## [Passage provided]
BEGIN
Lingshu-Cell achieved the best performance across all metrics, indicating the most faithful modeling.

Generalization: The model consistently produced high-quality samples across eight human tissues from the CZ CELLxGENE database and four non-human species (mouse ovary, rhesus macaque lung, zebrafish embryo, fly brain).

Table 1: Unconditional Generation Performance Across Human Tissues and Non-Human Species

Tissue	Pearson (↑)	Spearman (↑)	MMD (↓)	iLISI (↑)	1-WD (↓)
Human - Neocortex	0.9995	0.9991	0.0128	0.9053	0.0105
Human - Heart	0.9992	0.9987	0.0196	0.8972	0.0096
Human - Lung	0.9967	0.9970	0.0314	0.8906	0.0159
Human - Colon	0.9966	0.9960	0.0376	0.8815	0.0152
Mouse - Ovary	0.9996	0.9989	0.0116	0.9011	0.0077
Rhesus macaque - Lung	0.9985	0.9970	0.0218	0.8926	0.0149
Zebrafish - Embryo	0.9983	0.9974	0.0143	0.9035	0.0089
Fly - Brain	0.9984	0.9929	0.0163	0.8876	0.0107

2.3 Genetic Perturbation Prediction (Virtual Cell Challenge H1)
END
## [Input data]
BEGIN
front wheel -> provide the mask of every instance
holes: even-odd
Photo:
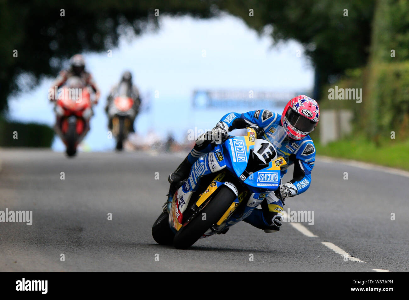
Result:
[[[222,186],[217,194],[191,221],[182,227],[173,239],[173,246],[186,249],[200,239],[212,225],[218,221],[236,198],[229,188]]]
[[[65,152],[68,157],[72,157],[76,153],[76,123],[74,122],[69,122],[70,120],[68,120],[68,129],[66,137],[67,148]]]
[[[169,226],[169,214],[164,211],[153,223],[152,237],[160,245],[171,245],[175,233]]]

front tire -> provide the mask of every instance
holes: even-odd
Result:
[[[173,246],[176,248],[186,249],[196,242],[207,229],[220,219],[234,201],[236,194],[229,188],[222,186],[218,189],[217,194],[210,202],[176,233],[173,239]],[[202,219],[204,213],[206,213],[205,220]]]
[[[163,212],[153,223],[152,237],[160,245],[171,245],[175,233],[169,226],[169,214]]]
[[[68,157],[72,157],[76,153],[76,129],[75,122],[70,122],[68,124],[68,130],[67,133],[66,142],[67,149],[66,152]]]

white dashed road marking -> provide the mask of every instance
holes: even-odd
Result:
[[[309,238],[318,238],[318,236],[316,236],[310,231],[307,229],[306,227],[301,223],[296,223],[295,222],[290,222],[290,224],[293,227],[297,229],[301,233]]]
[[[348,260],[352,260],[353,262],[363,262],[359,258],[357,258],[356,257],[351,256],[351,254],[349,253],[347,253],[345,250],[342,250],[337,246],[334,245],[332,243],[330,243],[329,242],[321,242],[322,244],[325,245],[325,246],[328,247],[328,248],[330,249],[333,250],[334,252],[336,252],[340,255],[342,255],[344,257],[348,258]],[[365,262],[365,263],[367,264],[368,263]]]

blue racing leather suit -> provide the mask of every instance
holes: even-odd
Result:
[[[243,113],[229,113],[224,116],[220,121],[228,126],[229,131],[245,128],[249,125],[257,125],[265,131],[273,124],[282,126],[281,115],[267,109]],[[265,138],[265,135],[268,134],[268,132],[266,132],[264,137],[259,138]],[[296,194],[298,195],[306,191],[311,184],[311,172],[315,161],[315,148],[309,136],[300,140],[288,138],[288,143],[282,143],[281,147],[276,150],[277,156],[283,157],[287,162],[287,164],[281,168],[281,178],[287,173],[288,167],[294,165],[293,178],[290,182],[295,187]],[[191,164],[194,163],[199,157],[210,152],[213,147],[211,144],[195,145],[188,156],[188,160]],[[252,209],[251,214],[243,220],[265,230],[279,230],[283,222],[281,217],[283,216],[283,205],[274,192],[270,193],[261,203],[262,209]]]

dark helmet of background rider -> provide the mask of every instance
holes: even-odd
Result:
[[[85,69],[85,60],[81,54],[76,54],[70,60],[71,70],[76,75],[84,71]]]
END
## [Task prompt]
In the text on Lingshu-Cell, which four non-human species and tissues were used to test generalization?

## [Exercise solution]
Mouse ovary, rhesus macaque lung, zebrafish embryo, and fly brain.